Task list:
1. Answer these questions about the benchmark notes:
(a) What does ms/op measure, and is a higher or lower value better?
(b) How do Haar, DB2, and DB4 rank in computation time?
(c) What approach is recommended for running from source?
2. Summarize the benchmark notes in two sentences.
3. Rewrite the stretch of the benchmark notes from "Performance Guidelines" through "runner script (recommended)", swapping "recommended" for "preferred".

Text excerpt:
Interpreting Results

Throughput Metrics

  • ops/s: Operations per second (higher is better)
  • ms/op: Milliseconds per operation (lower is better)
  • samples/sec: Signal samples processed per second

Understanding Scores

Benchmark                       Mode  Cnt     Score    Error  Units
SignalSizeBenchmark.forward thrpt 10 1234.567 ± 12.345 ops/s
^^^^^^^^^ ^^^^^^
throughput std dev

Performance Guidelines

Expected performance characteristics:

  • Linear scaling: Transform time should scale linearly with signal size
  • Wavelet complexity: Haar < DB2 < DB4 in terms of computation time
  • Memory efficiency: No significant GC pressure during normal operation

Advanced Usage

Running from Source

# Using the JMH runner script (recommended)

[Stored dataset items]
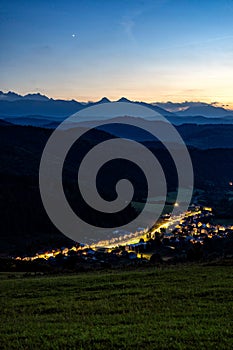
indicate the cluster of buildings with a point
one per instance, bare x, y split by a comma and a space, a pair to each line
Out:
188, 237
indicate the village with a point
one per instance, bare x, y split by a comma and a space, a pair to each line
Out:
191, 236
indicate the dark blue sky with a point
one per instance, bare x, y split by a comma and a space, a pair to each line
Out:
152, 50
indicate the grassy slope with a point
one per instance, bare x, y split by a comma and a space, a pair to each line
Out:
173, 308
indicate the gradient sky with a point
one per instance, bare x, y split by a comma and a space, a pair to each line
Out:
156, 50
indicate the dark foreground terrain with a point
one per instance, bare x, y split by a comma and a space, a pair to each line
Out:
188, 307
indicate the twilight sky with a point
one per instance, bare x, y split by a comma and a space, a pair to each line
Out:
152, 50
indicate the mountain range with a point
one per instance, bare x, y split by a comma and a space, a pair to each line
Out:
36, 109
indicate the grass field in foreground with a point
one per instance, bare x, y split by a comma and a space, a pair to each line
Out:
186, 307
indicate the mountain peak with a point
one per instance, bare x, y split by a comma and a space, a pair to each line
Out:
123, 99
104, 100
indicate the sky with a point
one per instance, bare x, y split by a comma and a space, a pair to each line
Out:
152, 50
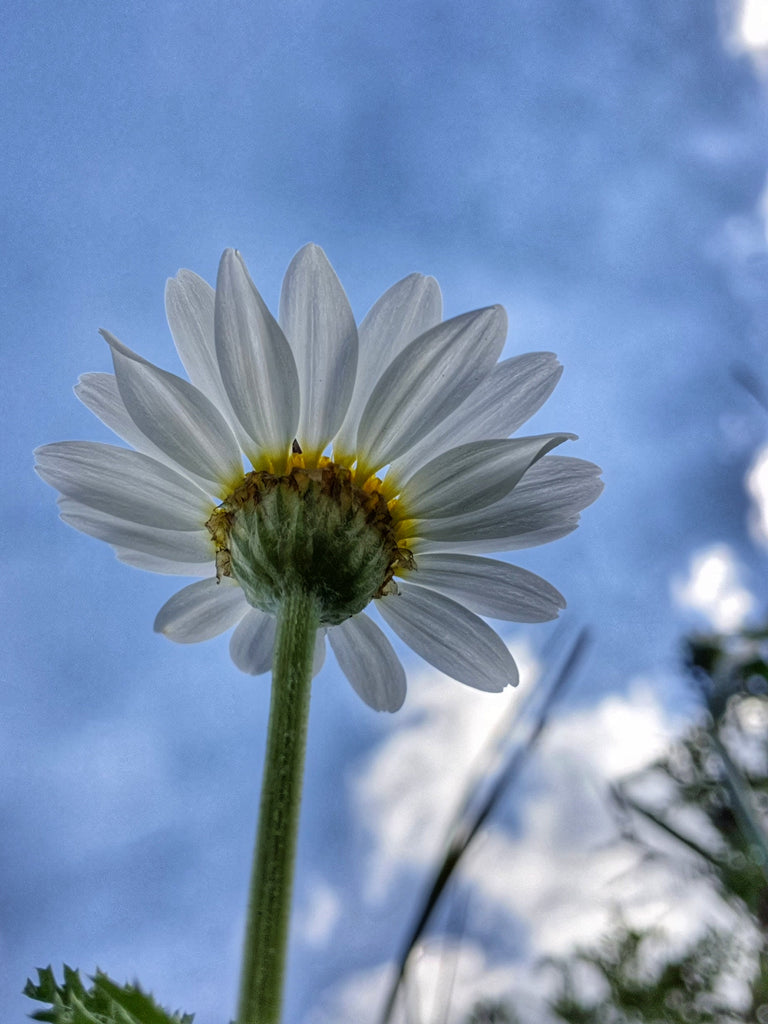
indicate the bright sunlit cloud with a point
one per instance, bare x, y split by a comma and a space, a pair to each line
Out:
318, 919
752, 25
407, 795
563, 876
714, 589
757, 486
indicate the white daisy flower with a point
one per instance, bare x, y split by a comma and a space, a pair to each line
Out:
379, 469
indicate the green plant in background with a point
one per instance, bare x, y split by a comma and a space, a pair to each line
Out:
712, 823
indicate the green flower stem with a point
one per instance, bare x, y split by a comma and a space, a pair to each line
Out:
271, 878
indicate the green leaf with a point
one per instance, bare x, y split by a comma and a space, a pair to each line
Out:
103, 1003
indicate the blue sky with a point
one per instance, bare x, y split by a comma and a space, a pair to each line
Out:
597, 168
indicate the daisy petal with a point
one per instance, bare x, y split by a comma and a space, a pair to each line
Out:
450, 637
202, 610
318, 657
404, 311
368, 659
123, 483
316, 317
253, 642
177, 418
182, 546
164, 566
489, 587
99, 393
471, 476
544, 506
427, 381
257, 367
499, 406
189, 303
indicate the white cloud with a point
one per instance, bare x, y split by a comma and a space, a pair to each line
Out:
318, 919
563, 875
407, 795
757, 486
714, 590
752, 25
747, 30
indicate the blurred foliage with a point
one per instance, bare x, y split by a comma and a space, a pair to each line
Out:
103, 1003
711, 822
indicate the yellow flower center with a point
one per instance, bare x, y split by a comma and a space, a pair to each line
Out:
314, 529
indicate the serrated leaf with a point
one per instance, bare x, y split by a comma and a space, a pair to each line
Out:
103, 1003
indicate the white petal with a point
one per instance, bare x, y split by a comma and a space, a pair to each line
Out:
500, 404
189, 306
406, 310
202, 610
124, 483
177, 418
368, 659
165, 566
182, 546
318, 656
100, 394
317, 321
488, 587
473, 475
253, 642
545, 505
257, 367
451, 638
427, 381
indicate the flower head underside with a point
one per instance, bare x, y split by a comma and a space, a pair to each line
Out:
370, 465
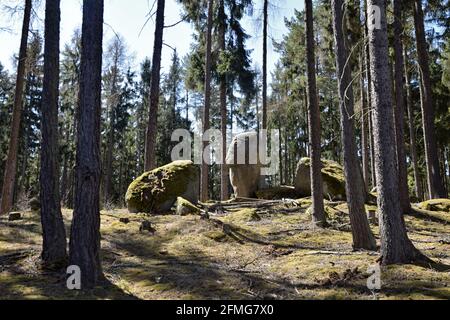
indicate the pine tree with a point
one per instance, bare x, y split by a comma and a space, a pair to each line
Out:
53, 230
85, 231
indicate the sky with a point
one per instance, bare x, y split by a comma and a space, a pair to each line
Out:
128, 17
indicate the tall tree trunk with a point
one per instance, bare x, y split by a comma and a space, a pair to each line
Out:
400, 109
318, 212
85, 231
107, 188
54, 252
205, 122
395, 245
412, 134
265, 36
11, 161
364, 127
356, 193
150, 152
369, 101
223, 109
435, 186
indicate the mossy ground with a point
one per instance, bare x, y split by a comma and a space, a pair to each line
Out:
271, 252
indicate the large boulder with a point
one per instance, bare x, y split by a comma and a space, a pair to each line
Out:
332, 175
245, 168
156, 191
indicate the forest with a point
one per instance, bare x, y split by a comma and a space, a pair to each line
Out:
219, 175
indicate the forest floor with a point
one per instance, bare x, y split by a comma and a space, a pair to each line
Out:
269, 252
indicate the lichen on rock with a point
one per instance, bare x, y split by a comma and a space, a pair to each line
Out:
436, 205
184, 207
332, 175
156, 191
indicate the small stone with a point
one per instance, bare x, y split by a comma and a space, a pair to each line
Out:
147, 226
124, 220
35, 204
372, 217
14, 216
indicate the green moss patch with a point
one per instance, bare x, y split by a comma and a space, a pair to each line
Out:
157, 190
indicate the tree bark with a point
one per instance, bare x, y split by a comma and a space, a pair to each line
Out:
369, 101
264, 89
364, 127
412, 135
223, 109
318, 212
435, 186
54, 252
362, 235
11, 160
205, 120
400, 109
395, 245
85, 231
150, 153
107, 188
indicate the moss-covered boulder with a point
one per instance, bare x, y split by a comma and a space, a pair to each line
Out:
277, 193
184, 207
436, 205
332, 175
157, 191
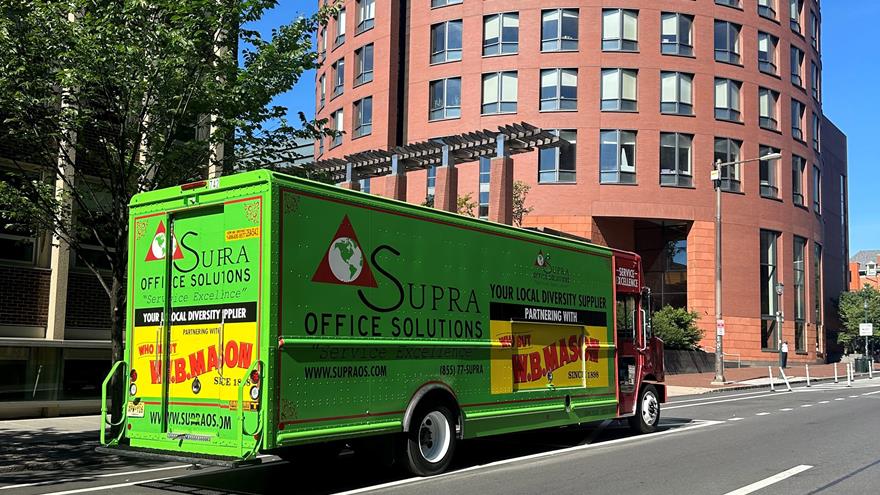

Worked solutions:
1.
(a) It measures milliseconds per operation, and lower is better.
(b) Haar takes the least computation time, then DB2, then DB4.
(c) Using the JMH runner script.

2. The notes define the throughput metrics ops/s, ms/op, and samples/sec and show a sample score line in which the score is the throughput and the error is the standard deviation. They expect transform time to scale linearly with signal size, computation time to rise from Haar to DB2 to DB4, and no significant GC pressure during normal operation, and they recommend the JMH runner script for running from source.

3.
Performance Guidelines

Expected performance characteristics:

  • Linear scaling: Transform time should scale linearly with signal size
  • Wavelet complexity: Haar < DB2 < DB4 in terms of computation time
  • Memory efficiency: No significant GC pressure during normal operation

Advanced Usage

Running from Source

# Using the JMH runner script (preferred)